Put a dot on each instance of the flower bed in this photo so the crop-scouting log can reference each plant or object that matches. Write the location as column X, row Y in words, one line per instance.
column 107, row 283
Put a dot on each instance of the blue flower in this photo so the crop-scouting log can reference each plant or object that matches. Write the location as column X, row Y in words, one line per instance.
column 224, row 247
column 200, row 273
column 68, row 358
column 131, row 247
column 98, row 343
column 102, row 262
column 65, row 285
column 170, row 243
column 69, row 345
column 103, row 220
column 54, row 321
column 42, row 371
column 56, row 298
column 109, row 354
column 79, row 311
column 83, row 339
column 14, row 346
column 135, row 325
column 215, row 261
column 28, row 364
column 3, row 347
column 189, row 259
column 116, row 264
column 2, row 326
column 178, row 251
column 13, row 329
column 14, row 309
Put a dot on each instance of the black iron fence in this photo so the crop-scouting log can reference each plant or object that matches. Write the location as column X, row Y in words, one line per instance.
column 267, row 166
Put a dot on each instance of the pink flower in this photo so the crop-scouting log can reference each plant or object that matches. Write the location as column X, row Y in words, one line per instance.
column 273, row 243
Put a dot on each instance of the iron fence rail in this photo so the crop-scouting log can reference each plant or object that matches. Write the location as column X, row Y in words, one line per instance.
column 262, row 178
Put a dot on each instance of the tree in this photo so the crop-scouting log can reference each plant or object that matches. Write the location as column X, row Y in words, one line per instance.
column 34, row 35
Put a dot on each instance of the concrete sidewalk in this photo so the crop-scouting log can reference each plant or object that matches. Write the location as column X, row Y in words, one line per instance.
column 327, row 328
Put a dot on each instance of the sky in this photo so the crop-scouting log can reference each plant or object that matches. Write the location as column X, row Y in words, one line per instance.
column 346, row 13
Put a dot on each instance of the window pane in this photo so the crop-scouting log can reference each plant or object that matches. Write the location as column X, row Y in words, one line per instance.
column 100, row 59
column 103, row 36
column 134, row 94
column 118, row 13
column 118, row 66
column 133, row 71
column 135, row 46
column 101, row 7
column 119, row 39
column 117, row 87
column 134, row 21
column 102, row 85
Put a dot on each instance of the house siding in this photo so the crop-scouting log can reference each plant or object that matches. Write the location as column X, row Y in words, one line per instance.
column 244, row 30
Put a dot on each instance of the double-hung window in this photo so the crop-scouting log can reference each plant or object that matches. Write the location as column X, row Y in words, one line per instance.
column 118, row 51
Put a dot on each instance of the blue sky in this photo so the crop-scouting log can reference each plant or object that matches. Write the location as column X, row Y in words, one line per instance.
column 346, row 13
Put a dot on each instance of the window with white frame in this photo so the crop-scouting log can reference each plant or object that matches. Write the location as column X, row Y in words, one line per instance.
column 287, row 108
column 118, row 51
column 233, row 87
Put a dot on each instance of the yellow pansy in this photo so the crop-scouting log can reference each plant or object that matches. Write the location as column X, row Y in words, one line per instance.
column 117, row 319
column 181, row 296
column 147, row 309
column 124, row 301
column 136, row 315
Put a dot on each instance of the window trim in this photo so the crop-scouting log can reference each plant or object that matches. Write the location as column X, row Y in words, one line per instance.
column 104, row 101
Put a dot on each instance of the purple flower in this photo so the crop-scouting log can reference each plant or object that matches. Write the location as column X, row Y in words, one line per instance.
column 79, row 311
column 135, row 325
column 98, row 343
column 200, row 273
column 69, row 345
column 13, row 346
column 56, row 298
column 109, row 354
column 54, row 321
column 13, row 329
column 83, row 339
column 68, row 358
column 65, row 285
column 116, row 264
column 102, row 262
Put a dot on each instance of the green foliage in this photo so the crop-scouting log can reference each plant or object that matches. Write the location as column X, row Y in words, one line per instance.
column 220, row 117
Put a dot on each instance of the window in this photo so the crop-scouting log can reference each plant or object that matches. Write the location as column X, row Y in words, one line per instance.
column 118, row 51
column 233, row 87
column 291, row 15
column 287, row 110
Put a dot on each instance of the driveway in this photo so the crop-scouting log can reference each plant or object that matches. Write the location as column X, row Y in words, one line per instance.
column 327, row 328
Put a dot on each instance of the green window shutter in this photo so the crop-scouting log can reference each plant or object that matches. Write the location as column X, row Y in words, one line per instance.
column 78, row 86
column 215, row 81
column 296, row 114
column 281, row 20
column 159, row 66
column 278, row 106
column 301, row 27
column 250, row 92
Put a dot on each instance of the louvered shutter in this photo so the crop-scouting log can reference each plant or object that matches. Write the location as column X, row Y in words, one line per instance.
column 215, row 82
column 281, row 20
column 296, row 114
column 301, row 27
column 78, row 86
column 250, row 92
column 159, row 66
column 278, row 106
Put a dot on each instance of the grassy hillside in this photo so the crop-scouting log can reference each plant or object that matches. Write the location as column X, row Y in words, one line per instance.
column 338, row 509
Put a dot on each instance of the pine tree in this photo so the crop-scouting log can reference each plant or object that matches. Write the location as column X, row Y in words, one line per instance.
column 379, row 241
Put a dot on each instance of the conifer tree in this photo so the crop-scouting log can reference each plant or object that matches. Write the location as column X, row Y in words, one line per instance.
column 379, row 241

---

■ **What the task requires**: Reproduce all of the data above word for word.

■ **Task solution**:
Put a dot on each instance of the flower bed in this photo so the crop-scouting log can reference each plant or object that matches. Write the location as column X, row Y in words, one line per instance.
column 107, row 283
Put a dot on each instance of the blue flower in this photo so the crop-scouting log can reference each plant or object that matches. Write the location as column X, row Y in words, one line per instance.
column 224, row 247
column 200, row 273
column 68, row 358
column 131, row 247
column 98, row 343
column 102, row 262
column 65, row 285
column 170, row 243
column 69, row 345
column 103, row 220
column 54, row 321
column 42, row 371
column 56, row 298
column 109, row 354
column 79, row 311
column 83, row 339
column 14, row 346
column 135, row 325
column 215, row 261
column 28, row 364
column 3, row 347
column 189, row 259
column 116, row 264
column 2, row 326
column 178, row 251
column 13, row 329
column 14, row 309
Put a dot on each instance of the black iron fence in this photo so the crop-scouting log can reference each plant or object that matches. Write the location as column X, row Y in words, one line per instance.
column 267, row 166
Put a dot on each instance of the pink flower in this photo so the crop-scouting log can reference each plant or object that matches. Write the location as column X, row Y in words, one line per instance.
column 273, row 243
Put a dot on each instance of the iron fence rail in this photo so the crop-scouting log can reference each plant or object that matches. Write the location as column X, row Y in words, one line per instance.
column 262, row 178
Put a dot on each instance of the tree in this photo so the crop-scouting log can reference each plant or object that matches. Write the location as column X, row Y in words, one line per instance.
column 34, row 35
Put a dot on each instance of the concrete sidewalk in this photo so the crop-scouting log can reference each plant or object that matches. Write the location as column X, row Y in words, one line per instance.
column 327, row 328
Put a dot on each instance of the sky in this photo so the crop-scouting log can reference each plant or object that matches. Write the location as column X, row Y in words, one line per instance.
column 346, row 13
Put a dot on each instance of the window pane in this photo so the crop-scouting log can reference each plant or object that matches. Write the location as column X, row Y in words, one line per instance.
column 100, row 59
column 103, row 36
column 134, row 94
column 118, row 13
column 118, row 66
column 133, row 71
column 135, row 46
column 101, row 7
column 119, row 39
column 117, row 87
column 134, row 21
column 102, row 85
Put a dot on each instance of the house siding in this photo so the crop-scouting log can reference each plant or object that matches. Write the location as column X, row Y in words, one line per instance.
column 244, row 30
Put a dot on each instance of the double-hung window in this photo so the crop-scouting log can reference each plant or object that matches. Write the location as column X, row Y in words, one line per instance.
column 118, row 51
Put a dot on each instance of the blue sky in this photo so the crop-scouting log can reference each plant or object that matches. Write the location as column X, row Y in words, one line per instance.
column 346, row 13
Put a dot on each instance of the window with white frame in this photo so the crop-scouting log can reference each plant or object that matches. Write the location as column X, row Y in words, one line per instance.
column 287, row 108
column 118, row 51
column 233, row 87
Put a dot on each instance of the yellow pansy in this photo so the crop-scouting log can reference each plant or object that matches. Write the location as column X, row Y in words, one line per instance.
column 117, row 319
column 181, row 296
column 147, row 309
column 124, row 301
column 136, row 315
Put a dot on each instance of the window trim in this photo so the crop-scouting log can reference each plant or object that matches. Write the location as column X, row Y in words, one line per instance.
column 104, row 101
Put a dot on each instance of the purple flower in this photo so the crop-scouting log can reference each plant or object that matches. Write the location as column X, row Y in words, one line per instance.
column 79, row 311
column 135, row 325
column 98, row 343
column 200, row 273
column 69, row 345
column 13, row 346
column 56, row 298
column 109, row 354
column 54, row 321
column 13, row 329
column 83, row 339
column 68, row 358
column 65, row 285
column 116, row 264
column 102, row 262
Put a dot on each instance of the green foliage in this photo so the crop-scouting log can reference each plant or object that matches. Write the location as column X, row Y in words, one line per instance.
column 220, row 117
Put a dot on each instance of the window in this photo so the crop-scouting log can reference each plant or object that matches. Write the location as column X, row Y in words, one line per instance.
column 118, row 51
column 233, row 87
column 291, row 15
column 287, row 110
Put a dot on each instance of the driveway in this photo so the crop-scouting log can reference each plant or object that matches. Write the location as column X, row Y in words, one line per instance.
column 327, row 328
Put a dot on each instance of the green window shutter in this photo so the crop-scouting log can reference each plant or object that matches. Write the location as column X, row Y in words, one line per instance.
column 78, row 86
column 215, row 81
column 296, row 114
column 281, row 20
column 159, row 66
column 278, row 106
column 301, row 27
column 250, row 92
Put a dot on each instance of the louvered shutter in this photo so the crop-scouting log can reference each plant or object that matches. Write the location as column X, row Y in words, one line per instance.
column 215, row 82
column 281, row 20
column 296, row 114
column 301, row 27
column 78, row 86
column 250, row 92
column 159, row 66
column 278, row 106
Put a dot on each instance of the grassy hillside in this photo so the crop-scouting log can reference each plant or object that matches. Write the location as column X, row Y in words, one line per instance.
column 338, row 509
Put a dot on each instance of the pine tree in this photo so the crop-scouting log can reference each plant or object that matches. Write the location as column X, row Y in words, one line per instance.
column 379, row 241
Put a dot on each instance of the conifer tree in this photo so the crop-scouting log can reference each plant or object that matches. Write the location as column X, row Y in words, one line per instance.
column 379, row 241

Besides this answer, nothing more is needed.